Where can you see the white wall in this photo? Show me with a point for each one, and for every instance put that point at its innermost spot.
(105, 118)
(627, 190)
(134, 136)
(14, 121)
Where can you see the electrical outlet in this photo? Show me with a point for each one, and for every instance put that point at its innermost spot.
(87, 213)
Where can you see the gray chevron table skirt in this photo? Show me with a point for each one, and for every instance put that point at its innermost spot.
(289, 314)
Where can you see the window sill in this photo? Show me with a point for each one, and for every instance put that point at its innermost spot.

Task statement -
Write the records out once more. Each line must match.

Task answer -
Where can you see the white wall in this photo? Show me with a point for each one, and for every instance put that point at its innermost spot.
(105, 118)
(627, 190)
(134, 136)
(14, 121)
Where can you see the electrical outlet in this photo? Show me with a point for each one, and for every instance put that point at its innermost spot.
(87, 213)
Where can you see the gray chevron table skirt in this photo? Show me with a point for each one, and for every instance put that point at its innermost spot.
(289, 314)
Where can you see the window sill in this photo? Show me with a point for each one, and for every instance put that point at its innermost spot.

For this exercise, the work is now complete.